* WORK INSTRUCTION
Return the entries in full, exactly as written.

Records from a dataset
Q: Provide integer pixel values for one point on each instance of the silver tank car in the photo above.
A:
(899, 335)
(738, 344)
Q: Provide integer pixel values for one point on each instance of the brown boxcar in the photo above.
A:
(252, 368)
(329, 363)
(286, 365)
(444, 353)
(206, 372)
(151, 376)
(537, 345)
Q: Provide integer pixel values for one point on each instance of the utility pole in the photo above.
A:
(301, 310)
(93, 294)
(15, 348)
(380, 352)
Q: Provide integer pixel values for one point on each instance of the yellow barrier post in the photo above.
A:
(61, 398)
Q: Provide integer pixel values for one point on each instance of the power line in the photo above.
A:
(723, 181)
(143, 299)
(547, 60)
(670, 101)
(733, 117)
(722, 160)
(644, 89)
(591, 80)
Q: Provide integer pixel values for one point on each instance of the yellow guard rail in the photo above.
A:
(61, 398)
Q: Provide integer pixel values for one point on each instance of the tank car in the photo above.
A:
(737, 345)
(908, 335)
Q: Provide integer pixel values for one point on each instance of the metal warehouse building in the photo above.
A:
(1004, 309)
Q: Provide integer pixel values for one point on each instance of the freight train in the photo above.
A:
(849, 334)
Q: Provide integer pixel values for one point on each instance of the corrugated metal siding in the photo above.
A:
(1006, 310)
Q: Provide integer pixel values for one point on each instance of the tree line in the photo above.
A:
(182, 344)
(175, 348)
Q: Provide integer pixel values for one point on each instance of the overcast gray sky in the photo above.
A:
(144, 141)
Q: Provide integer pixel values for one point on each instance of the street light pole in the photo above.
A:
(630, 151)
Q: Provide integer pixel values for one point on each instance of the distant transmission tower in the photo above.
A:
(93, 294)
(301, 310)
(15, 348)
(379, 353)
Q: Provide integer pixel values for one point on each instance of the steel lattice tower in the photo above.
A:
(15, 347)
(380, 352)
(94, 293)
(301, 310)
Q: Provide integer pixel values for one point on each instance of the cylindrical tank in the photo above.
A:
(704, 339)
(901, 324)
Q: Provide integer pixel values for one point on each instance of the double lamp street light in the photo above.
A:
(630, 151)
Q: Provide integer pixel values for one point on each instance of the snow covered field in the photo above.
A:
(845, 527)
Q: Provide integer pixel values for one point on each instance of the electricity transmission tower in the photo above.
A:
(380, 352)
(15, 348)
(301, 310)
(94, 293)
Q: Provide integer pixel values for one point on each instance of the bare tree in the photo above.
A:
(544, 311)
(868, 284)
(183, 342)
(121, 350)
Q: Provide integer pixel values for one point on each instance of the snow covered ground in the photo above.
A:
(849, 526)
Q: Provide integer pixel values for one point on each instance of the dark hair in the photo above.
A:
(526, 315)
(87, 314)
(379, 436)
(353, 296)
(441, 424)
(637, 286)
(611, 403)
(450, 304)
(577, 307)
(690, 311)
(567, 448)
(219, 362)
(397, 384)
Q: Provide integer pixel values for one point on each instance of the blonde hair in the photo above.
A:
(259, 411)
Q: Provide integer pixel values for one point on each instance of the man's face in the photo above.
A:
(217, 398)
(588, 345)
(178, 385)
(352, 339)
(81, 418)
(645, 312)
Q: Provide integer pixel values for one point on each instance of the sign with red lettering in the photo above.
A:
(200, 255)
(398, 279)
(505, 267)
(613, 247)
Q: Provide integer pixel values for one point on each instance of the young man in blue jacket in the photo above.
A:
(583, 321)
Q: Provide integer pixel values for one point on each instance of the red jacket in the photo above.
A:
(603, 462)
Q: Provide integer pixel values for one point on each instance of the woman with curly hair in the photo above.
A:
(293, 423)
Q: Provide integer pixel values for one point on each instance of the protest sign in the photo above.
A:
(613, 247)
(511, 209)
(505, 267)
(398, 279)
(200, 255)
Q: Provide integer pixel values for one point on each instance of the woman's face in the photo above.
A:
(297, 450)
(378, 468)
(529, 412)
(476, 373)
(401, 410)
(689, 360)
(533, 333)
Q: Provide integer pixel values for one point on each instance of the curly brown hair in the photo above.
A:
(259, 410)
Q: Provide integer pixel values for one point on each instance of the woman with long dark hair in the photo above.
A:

* RESULT OF THE TASK
Q: Provide integer pixel values for one point on each instance of the silver tank car in the photo above.
A:
(899, 335)
(738, 344)
Q: Provide integer pixel values for one point on each instance of the brown boxcar in the photo above.
A:
(252, 368)
(329, 363)
(286, 365)
(444, 353)
(206, 372)
(151, 376)
(537, 345)
Q: Provide integer pixel values for one point on each instance of the utility pole in the photo above.
A:
(301, 310)
(93, 294)
(15, 348)
(380, 352)
Q: Provide integer pixel values for one point on each instance of the yellow barrier post in the photo above.
A:
(61, 398)
Q: Provide integer pixel values for one point on each instance of the power line in the photo above.
A:
(723, 181)
(143, 299)
(547, 60)
(670, 101)
(733, 117)
(722, 160)
(644, 89)
(591, 80)
Q: Provide integer pixel values for one point on each instance of the yellow guard rail in the photo above.
A:
(61, 398)
Q: Provide integer pixel values for one point on each instance of the tank car in the photo above.
A:
(737, 345)
(908, 335)
Q: Provide integer pixel values for one point on each instance of the metal warehouse building in the photo above.
A:
(1004, 309)
Q: Provide integer pixel values for one point on each instance of the freight train in the photo above.
A:
(849, 334)
Q: Provide integer pixel values for one point on each instance of the corrugated metal siding in the photo above.
A:
(1006, 310)
Q: Provide integer pixel values for one point on each instance of the tree line in the photo above.
A:
(182, 344)
(175, 348)
Q: Provide integer pixel values for one point on each instance of the overcast gray sky in the photo above.
A:
(144, 141)
Q: Provide integer pixel values for one point on each instance of the street light pole in the photo above.
A:
(630, 151)
Q: Provide integer pixel values for one point on each instance of the distant transmission tower in the photo above.
A:
(93, 294)
(301, 310)
(15, 348)
(379, 353)
Q: Provide integer pixel values for one point on each instance of the steel lattice tower in the photo above.
A:
(15, 347)
(380, 352)
(94, 293)
(301, 310)
Q: Provide integer pixel values for one point on each instance of the cylindrical tank in the photo above.
A:
(704, 339)
(901, 324)
Q: Provide integer pixel values for one point on each instance of the double lamp street light in the photo above.
A:
(630, 151)
Q: Provide integer pixel values for one point on each instance of the snow covered field in the photo above.
A:
(845, 527)
Q: Provide integer pixel values for one point on each instance of the electricity transmission tower in the photo above.
A:
(380, 352)
(15, 348)
(301, 310)
(94, 293)
Q: Provide integer pixel values for one point on each instance of the bare tree in the photo above.
A:
(544, 311)
(868, 284)
(183, 342)
(121, 350)
Q: Provide integer pixel values for one point on each instance of the snow covered ground in the photo above.
A:
(849, 526)
Q: Provide integer pixel values for one point on each instance of the dark hair in the photo above.
A:
(526, 315)
(87, 314)
(379, 436)
(353, 296)
(441, 424)
(637, 286)
(611, 403)
(450, 304)
(577, 307)
(690, 311)
(567, 448)
(219, 362)
(397, 384)
Q: Provide integer pixel values for one point on each instance of the blonde hair in the photo above.
A:
(259, 411)
Q: Provide integer pixel values for one point on each instance of the man's face in the photo above.
A:
(217, 398)
(588, 345)
(178, 385)
(352, 339)
(81, 418)
(645, 312)
Q: Provide integer pixel values for one point on each instance of the sign with red lettering in the photo above.
A:
(200, 255)
(398, 279)
(505, 267)
(613, 247)
Q: Provide integer pixel values for one point on each instance of the young man in blue jacket in the photo above.
A:
(583, 321)
Q: Provide integer pixel values for one point on each instance of the red jacket in the photo above.
A:
(603, 462)
Q: Provide integer pixel values for one point on each instance of the woman with curly hair in the photo above.
A:
(293, 423)
Q: Provide integer pixel values for one point on each instance of the protest sign in the photo above.
A:
(613, 247)
(511, 209)
(505, 267)
(398, 279)
(200, 255)
Q: Provide integer pixel values for one point on each instance of the woman's face in the photo above.
A:
(297, 450)
(378, 468)
(529, 412)
(476, 373)
(401, 410)
(689, 360)
(533, 333)
Q: Provide integer pixel values for one point on each instance of the curly brown hair in the photo above.
A:
(259, 410)
Q: Provide integer pixel values for one point on each instance of the woman with long dark hair in the photo above.
A:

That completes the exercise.